▶ What is expected
Reproduce exactly the lines from the line containing "Localize each car window" through the end of the records below, including both ends, and nothing else.

══════════════════════════════

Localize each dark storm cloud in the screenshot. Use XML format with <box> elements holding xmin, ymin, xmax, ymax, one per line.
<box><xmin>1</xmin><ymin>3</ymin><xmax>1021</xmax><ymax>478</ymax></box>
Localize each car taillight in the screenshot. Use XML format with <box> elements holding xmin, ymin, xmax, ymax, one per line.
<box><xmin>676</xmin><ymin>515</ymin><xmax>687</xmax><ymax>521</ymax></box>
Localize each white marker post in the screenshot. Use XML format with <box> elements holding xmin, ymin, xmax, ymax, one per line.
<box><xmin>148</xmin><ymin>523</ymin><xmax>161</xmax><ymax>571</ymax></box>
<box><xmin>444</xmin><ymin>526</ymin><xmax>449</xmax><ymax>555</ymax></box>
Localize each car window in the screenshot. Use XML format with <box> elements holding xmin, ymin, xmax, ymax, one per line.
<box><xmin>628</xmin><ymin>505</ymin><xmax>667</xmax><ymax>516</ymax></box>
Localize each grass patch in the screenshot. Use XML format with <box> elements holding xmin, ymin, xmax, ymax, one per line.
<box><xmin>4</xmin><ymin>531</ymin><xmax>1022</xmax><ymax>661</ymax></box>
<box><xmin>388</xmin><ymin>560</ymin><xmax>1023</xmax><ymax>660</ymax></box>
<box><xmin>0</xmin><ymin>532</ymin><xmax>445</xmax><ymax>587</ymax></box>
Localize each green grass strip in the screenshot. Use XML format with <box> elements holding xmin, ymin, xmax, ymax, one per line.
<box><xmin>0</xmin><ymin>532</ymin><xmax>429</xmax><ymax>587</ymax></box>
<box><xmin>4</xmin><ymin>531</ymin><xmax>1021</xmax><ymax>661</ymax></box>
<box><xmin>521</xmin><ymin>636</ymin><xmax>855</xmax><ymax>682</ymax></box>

══════════════════════════════

▶ Response to this exercise
Localize each car window in the screenshot. Use XML format with <box> elements holding xmin, ymin, xmax, ymax, one per line.
<box><xmin>628</xmin><ymin>505</ymin><xmax>667</xmax><ymax>516</ymax></box>
Localize each grass patch in the screenshot. Use XML format with <box> elements holding xmin, ymin, xmax, ymax, one per line.
<box><xmin>4</xmin><ymin>531</ymin><xmax>1022</xmax><ymax>661</ymax></box>
<box><xmin>388</xmin><ymin>560</ymin><xmax>1023</xmax><ymax>660</ymax></box>
<box><xmin>0</xmin><ymin>532</ymin><xmax>445</xmax><ymax>587</ymax></box>
Localize each green grass strip in the screenshot. Use XML format with <box> elements holding xmin, ymin, xmax, ymax, one per line.
<box><xmin>0</xmin><ymin>532</ymin><xmax>429</xmax><ymax>587</ymax></box>
<box><xmin>4</xmin><ymin>531</ymin><xmax>1021</xmax><ymax>661</ymax></box>
<box><xmin>521</xmin><ymin>636</ymin><xmax>855</xmax><ymax>682</ymax></box>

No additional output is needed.